═══ Record excerpts ═══

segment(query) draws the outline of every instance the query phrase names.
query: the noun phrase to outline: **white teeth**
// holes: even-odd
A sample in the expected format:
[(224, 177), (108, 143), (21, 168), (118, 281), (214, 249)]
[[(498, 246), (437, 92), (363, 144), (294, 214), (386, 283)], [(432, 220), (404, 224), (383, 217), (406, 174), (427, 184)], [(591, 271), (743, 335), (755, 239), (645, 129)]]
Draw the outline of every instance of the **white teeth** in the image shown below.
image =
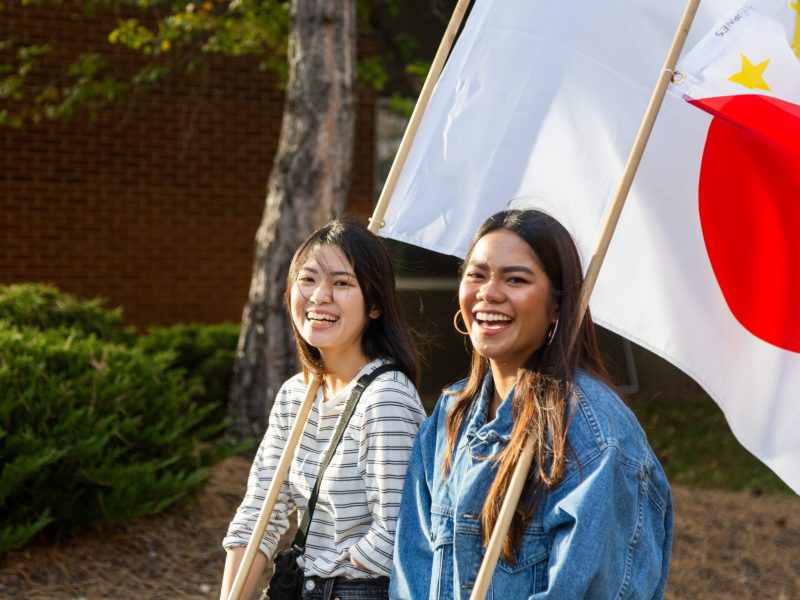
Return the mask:
[(338, 321), (339, 317), (335, 317), (333, 315), (329, 315), (327, 313), (317, 313), (317, 312), (307, 312), (306, 317), (308, 317), (311, 321), (328, 321), (333, 323), (334, 321)]
[(497, 313), (475, 313), (475, 318), (479, 321), (501, 321), (504, 323), (510, 323), (511, 317), (506, 315), (499, 315)]

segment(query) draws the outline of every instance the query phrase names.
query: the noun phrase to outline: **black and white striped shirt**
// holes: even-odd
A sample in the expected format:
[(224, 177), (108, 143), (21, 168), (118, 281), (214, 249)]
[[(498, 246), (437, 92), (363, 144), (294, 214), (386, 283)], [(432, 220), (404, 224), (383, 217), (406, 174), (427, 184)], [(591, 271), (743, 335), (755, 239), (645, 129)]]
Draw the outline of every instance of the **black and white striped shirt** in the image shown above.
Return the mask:
[[(320, 464), (355, 382), (385, 360), (367, 364), (335, 397), (314, 406), (284, 481), (261, 551), (272, 556), (288, 517), (297, 509), (303, 517)], [(247, 493), (223, 540), (225, 548), (246, 545), (281, 451), (305, 396), (302, 374), (281, 387), (258, 449)], [(399, 371), (379, 375), (361, 396), (336, 455), (325, 471), (306, 539), (306, 576), (369, 578), (392, 570), (395, 524), (408, 459), (419, 424), (425, 418), (417, 390)], [(367, 570), (350, 562), (354, 557)]]

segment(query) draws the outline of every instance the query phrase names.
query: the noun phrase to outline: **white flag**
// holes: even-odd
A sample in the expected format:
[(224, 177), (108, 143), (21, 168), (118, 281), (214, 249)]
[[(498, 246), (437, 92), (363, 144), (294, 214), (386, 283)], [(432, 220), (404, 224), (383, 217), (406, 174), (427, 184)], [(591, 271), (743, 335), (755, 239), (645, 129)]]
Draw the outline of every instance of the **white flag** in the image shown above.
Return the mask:
[[(797, 13), (786, 3), (752, 4), (792, 35)], [(689, 44), (719, 27), (735, 5), (701, 3)], [(381, 235), (463, 256), (484, 218), (507, 207), (536, 207), (567, 226), (588, 264), (683, 8), (679, 0), (477, 0), (422, 119)], [(724, 231), (727, 216), (716, 202), (701, 222), (699, 209), (715, 118), (666, 99), (592, 313), (698, 381), (739, 441), (800, 492), (800, 346), (791, 343), (800, 330), (776, 340), (761, 335), (759, 324), (744, 325), (726, 300), (712, 264), (716, 250), (704, 238), (709, 225)], [(732, 162), (731, 181), (737, 169)], [(735, 201), (746, 203), (747, 181), (739, 185), (744, 193)], [(777, 228), (786, 234), (781, 243), (788, 254), (764, 255), (780, 244), (757, 239), (759, 228), (733, 241), (752, 248), (749, 268), (800, 281), (800, 235), (787, 233), (800, 231), (800, 209), (786, 208), (788, 200), (800, 206), (800, 187), (788, 189), (795, 193), (782, 200), (780, 213), (788, 222)], [(774, 213), (764, 211), (765, 218)], [(748, 214), (759, 211), (751, 207)], [(757, 279), (742, 271), (737, 293), (746, 295), (748, 281)], [(797, 295), (774, 300), (798, 304)], [(783, 325), (796, 323), (789, 318)]]

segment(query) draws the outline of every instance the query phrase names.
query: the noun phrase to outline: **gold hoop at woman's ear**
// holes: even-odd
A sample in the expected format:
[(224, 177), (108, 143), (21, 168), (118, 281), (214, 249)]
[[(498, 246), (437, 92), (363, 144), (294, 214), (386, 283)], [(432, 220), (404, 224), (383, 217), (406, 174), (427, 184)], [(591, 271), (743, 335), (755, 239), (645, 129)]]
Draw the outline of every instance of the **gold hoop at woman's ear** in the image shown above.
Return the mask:
[[(453, 327), (455, 327), (456, 331), (458, 333), (460, 333), (461, 335), (469, 335), (469, 331), (466, 331), (466, 330), (462, 331), (461, 329), (458, 328), (458, 316), (459, 315), (461, 315), (461, 320), (464, 321), (464, 315), (461, 314), (461, 309), (459, 308), (456, 311), (456, 314), (453, 315)], [(466, 326), (467, 326), (467, 322), (464, 321), (464, 327), (466, 327)]]
[(556, 319), (550, 326), (550, 329), (547, 330), (547, 341), (545, 342), (545, 346), (549, 346), (553, 343), (553, 340), (556, 337), (556, 331), (558, 331), (558, 319)]

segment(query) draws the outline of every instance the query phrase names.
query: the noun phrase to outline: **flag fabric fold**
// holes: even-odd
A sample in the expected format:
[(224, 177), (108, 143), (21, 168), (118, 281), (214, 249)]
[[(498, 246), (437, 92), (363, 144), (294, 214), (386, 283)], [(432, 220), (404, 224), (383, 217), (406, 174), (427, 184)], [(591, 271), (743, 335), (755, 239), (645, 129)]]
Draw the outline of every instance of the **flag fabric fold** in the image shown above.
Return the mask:
[[(739, 21), (775, 19), (767, 38), (779, 31), (785, 46), (797, 13), (772, 0), (752, 5), (752, 18)], [(732, 8), (701, 3), (690, 45)], [(677, 0), (476, 0), (381, 235), (463, 256), (484, 218), (535, 207), (567, 226), (588, 264), (682, 10)], [(753, 37), (739, 21), (727, 25), (726, 44)], [(686, 81), (658, 117), (591, 308), (599, 323), (698, 381), (739, 441), (800, 492), (800, 246), (792, 239), (800, 181), (782, 166), (780, 183), (750, 198), (770, 176), (749, 160), (752, 143), (737, 138), (738, 154), (726, 154), (724, 135), (747, 130), (761, 145), (796, 147), (790, 136), (770, 139), (768, 124), (731, 124), (739, 117), (726, 107), (741, 88), (780, 110), (792, 96), (774, 90), (791, 84), (770, 79), (777, 58), (764, 67), (757, 52), (739, 52), (745, 64), (738, 48), (702, 60), (698, 50), (682, 63)], [(730, 73), (718, 65), (728, 54)], [(759, 84), (759, 69), (770, 90), (736, 81)], [(692, 105), (700, 100), (704, 110)], [(712, 135), (719, 123), (723, 137)], [(777, 151), (780, 160), (790, 155)]]

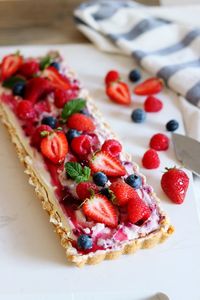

═══

Rewrite all of the lines above as a numbered list. Skip the blank lines and leave the pictures out.

1. segment(query) draws the outline of every instance the query phrase names.
2. query: the noun phrase to outline: **white teeth**
3. // holes: even-odd
4. A sample in the expected format:
5. [(224, 177), (108, 143), (21, 168), (118, 281), (214, 249)]
6. [[(498, 246), (437, 92), (363, 144), (294, 214), (386, 283)], [(432, 220), (404, 224), (383, 217), (406, 174), (427, 184)], [(591, 271), (743, 335), (755, 239), (645, 129)]]
7. Draw the outline of every instance of the **white teeth** in the image shown below.
8. image =
9. Return the mask:
10. [(338, 321), (339, 317), (335, 317), (333, 315), (329, 315), (327, 313), (317, 313), (317, 312), (307, 312), (306, 317), (308, 317), (311, 321), (328, 321), (333, 323), (334, 321)]
11. [(497, 313), (475, 313), (475, 318), (479, 321), (501, 321), (504, 323), (510, 323), (511, 317), (506, 315), (499, 315)]
12. segment(query) draws the outline of every instance the query phrase names.
13. query: the noun phrase to outline: **black and white striped shirt**
14. // holes: even-odd
15. A sample in the expected format:
16. [(224, 177), (108, 143), (21, 168), (118, 281), (214, 249)]
17. [[(498, 246), (437, 92), (363, 144), (294, 214), (386, 283)], [(432, 220), (404, 224), (383, 217), (406, 174), (427, 184)], [(591, 271), (743, 335), (755, 239), (645, 129)]]
18. Draw the outline of every instance of the **black and white striped shirt** in the image shown above.
19. Return the mask:
20. [[(320, 464), (355, 382), (385, 360), (367, 364), (335, 397), (314, 406), (284, 481), (261, 551), (272, 556), (288, 517), (297, 509), (303, 517)], [(247, 493), (223, 540), (225, 548), (246, 545), (281, 451), (305, 396), (302, 374), (281, 387), (258, 449)], [(399, 371), (379, 375), (361, 396), (336, 455), (325, 471), (306, 539), (306, 576), (369, 578), (392, 570), (395, 524), (408, 459), (419, 424), (425, 418), (417, 390)], [(367, 570), (350, 562), (354, 557)]]
21. segment(query) draws the outline of every instance the query phrase names.
22. query: the noun phrase to outline: **white flag**
23. // holes: even-odd
24. A sample in the expected format:
25. [(224, 177), (108, 143), (21, 168), (118, 281), (214, 249)]
26. [[(498, 246), (437, 92), (363, 144), (294, 214), (386, 283)], [(432, 220), (404, 224), (383, 217), (406, 174), (427, 184)], [(591, 271), (743, 335), (755, 239), (645, 129)]]
27. Draw the outline of every instance of the **white flag** in the image shown above.
28. Return the mask:
29. [[(797, 13), (786, 3), (752, 4), (792, 35)], [(689, 44), (719, 27), (735, 5), (701, 3)], [(381, 235), (463, 256), (484, 218), (507, 207), (536, 207), (567, 226), (588, 264), (683, 8), (679, 0), (477, 0), (422, 119)], [(724, 231), (727, 216), (716, 202), (701, 222), (699, 209), (715, 118), (666, 99), (592, 313), (698, 381), (739, 441), (800, 492), (800, 346), (791, 343), (800, 330), (776, 340), (761, 335), (759, 324), (744, 325), (726, 300), (712, 264), (716, 250), (704, 238), (709, 225)], [(732, 162), (731, 181), (737, 169)], [(735, 201), (746, 203), (747, 181), (739, 185), (744, 193)], [(777, 228), (786, 234), (781, 243), (788, 254), (764, 255), (780, 244), (757, 239), (759, 228), (733, 241), (752, 248), (749, 268), (800, 281), (800, 235), (787, 233), (800, 231), (800, 209), (786, 208), (788, 200), (800, 206), (800, 187), (788, 189), (795, 193), (782, 200), (780, 213), (788, 222)], [(774, 213), (764, 211), (765, 218)], [(748, 214), (759, 211), (751, 207)], [(757, 279), (742, 271), (737, 293), (746, 295), (748, 281)], [(797, 295), (774, 300), (798, 304)], [(783, 325), (796, 323), (789, 318)]]
30. segment(query) draws the outline of every instance the query phrase names.
31. query: the noun phrase to outline: **gold hoop at woman's ear**
32. // holes: even-odd
33. A sample in the expected format:
34. [(224, 177), (108, 143), (21, 168), (118, 281), (214, 249)]
35. [[(498, 246), (437, 92), (363, 144), (294, 214), (386, 283)], [(432, 220), (404, 224), (383, 217), (406, 174), (427, 184)], [(591, 271), (743, 335), (755, 239), (645, 129)]]
36. Draw the outline of every instance of the **gold hoop at woman's ear** in the image shown above.
37. Return the mask:
38. [[(453, 327), (455, 327), (456, 331), (458, 333), (460, 333), (461, 335), (469, 335), (469, 331), (466, 331), (466, 330), (462, 331), (461, 329), (458, 328), (458, 316), (459, 315), (461, 315), (461, 320), (464, 321), (464, 315), (461, 314), (461, 309), (459, 308), (456, 311), (456, 314), (453, 315)], [(466, 326), (467, 326), (467, 322), (464, 321), (464, 327), (466, 327)]]
39. [(556, 319), (550, 326), (550, 329), (547, 330), (547, 341), (545, 342), (545, 346), (549, 346), (553, 343), (553, 340), (556, 337), (556, 331), (558, 331), (558, 319)]
40. segment(query) draws the outline of every instance the query phrase names.
41. query: the noun phrase to outline: **flag fabric fold**
42. // holes: even-odd
43. A sample in the expected format:
44. [(224, 177), (108, 143), (21, 168), (118, 281), (214, 249)]
45. [[(498, 246), (437, 92), (363, 144), (294, 214), (386, 283)], [(432, 220), (404, 224), (383, 217), (406, 174), (427, 184)], [(591, 271), (743, 335), (755, 239), (645, 129)]]
46. Draw the outline of every instance of the **flag fabric fold** in the image shown above.
47. Return the mask:
48. [[(739, 21), (775, 19), (767, 38), (779, 31), (785, 46), (797, 13), (772, 0), (752, 5), (752, 18)], [(732, 8), (701, 3), (690, 45)], [(677, 0), (476, 0), (381, 235), (463, 256), (484, 218), (535, 207), (567, 226), (588, 264), (682, 10)], [(753, 37), (739, 21), (727, 25), (726, 44)], [(686, 81), (658, 117), (591, 308), (599, 323), (698, 381), (739, 441), (800, 492), (800, 246), (792, 239), (800, 181), (782, 166), (780, 183), (750, 198), (770, 176), (749, 160), (752, 143), (737, 138), (738, 154), (726, 154), (724, 135), (747, 130), (761, 145), (796, 147), (790, 136), (770, 139), (768, 124), (731, 124), (739, 117), (726, 107), (741, 88), (780, 110), (792, 96), (774, 90), (791, 84), (770, 79), (777, 58), (764, 67), (757, 52), (739, 52), (745, 64), (738, 48), (702, 60), (698, 50), (682, 63)], [(730, 73), (718, 65), (728, 54)], [(759, 84), (759, 69), (770, 90), (736, 81)], [(692, 105), (700, 100), (704, 110)], [(712, 135), (719, 123), (723, 137)], [(777, 151), (780, 160), (790, 155)]]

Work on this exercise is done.